Exercise objective:
In the forum thread about washing karate belts, find the passage that begins at the words "I got word from" and stops after the words "to wear it.". Set it down word for word.
*** Opening Text block ***
I got word from a Ryuei Ryu 4th Dan who trained solely in Okinawa and mainland japan with Irei Sensei and he confirmed its a myth even said Irei Sensei went out and bought him a new belt and told him to wear it.


----------



## cbentz50

By washing your belt you wash away your spirit and hard work. The concept of colored belts is an American idea. Traditionally you received one belt, and you were not to wash it. As you train the belt became darker and that is the idea of how we have our belt system. The higher rank the darker the belt. Your belt should never need washed because you should not wear it outside of your training area. You should not be able to get food on it. If you are having a problem with the smell hang it out and let the air get to it.


----------



## Brandon Fisher

cbentz50 said:


> By washing your belt you wash away your spirit and hard work. The concept of colored belts is an American idea. Traditionally you received one belt, and you were not to wash it. As you train the belt became darker and that is the idea of how we have our belt system. The higher rank the darker the belt. Your belt should never need washed because you should not wear it outside of your training area. You should not be able to get food on it. If you are having a problem with the smell hang it out and let the air get to it.
*** Closing Text block ***
*** Opening Extracted entries ***
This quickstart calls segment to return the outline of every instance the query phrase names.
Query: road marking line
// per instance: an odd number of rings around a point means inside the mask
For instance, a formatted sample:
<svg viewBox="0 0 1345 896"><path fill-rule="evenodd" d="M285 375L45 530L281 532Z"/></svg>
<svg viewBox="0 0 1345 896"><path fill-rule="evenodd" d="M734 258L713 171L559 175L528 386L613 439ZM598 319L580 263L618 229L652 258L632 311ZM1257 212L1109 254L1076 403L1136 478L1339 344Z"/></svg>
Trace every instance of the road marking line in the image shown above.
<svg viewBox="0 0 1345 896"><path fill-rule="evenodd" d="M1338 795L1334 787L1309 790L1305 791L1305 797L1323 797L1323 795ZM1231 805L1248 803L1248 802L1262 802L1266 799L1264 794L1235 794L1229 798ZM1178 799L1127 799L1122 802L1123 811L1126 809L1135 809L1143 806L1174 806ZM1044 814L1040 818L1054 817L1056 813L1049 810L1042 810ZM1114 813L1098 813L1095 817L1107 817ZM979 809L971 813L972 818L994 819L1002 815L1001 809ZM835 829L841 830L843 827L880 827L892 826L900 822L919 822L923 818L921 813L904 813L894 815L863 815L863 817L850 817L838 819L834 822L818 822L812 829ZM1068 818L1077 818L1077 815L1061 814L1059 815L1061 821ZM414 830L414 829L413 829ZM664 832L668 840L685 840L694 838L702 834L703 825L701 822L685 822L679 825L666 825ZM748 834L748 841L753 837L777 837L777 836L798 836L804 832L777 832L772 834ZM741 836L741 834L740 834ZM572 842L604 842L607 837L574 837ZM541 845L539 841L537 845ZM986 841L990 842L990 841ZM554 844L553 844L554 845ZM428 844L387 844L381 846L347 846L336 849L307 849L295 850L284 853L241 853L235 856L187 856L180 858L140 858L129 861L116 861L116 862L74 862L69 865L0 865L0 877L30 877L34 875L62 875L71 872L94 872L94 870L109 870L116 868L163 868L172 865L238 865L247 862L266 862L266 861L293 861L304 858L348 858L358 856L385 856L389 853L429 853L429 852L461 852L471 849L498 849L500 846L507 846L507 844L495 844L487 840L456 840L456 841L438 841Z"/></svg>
*** Closing Extracted entries ***
Result of the task:
I got word from a Ryuei Ryu 4th Dan who trained solely in Okinawa and mainland japan with Irei Sensei and he confirmed its a myth even said Irei Sensei went out and bought him a new belt and told him to wear it.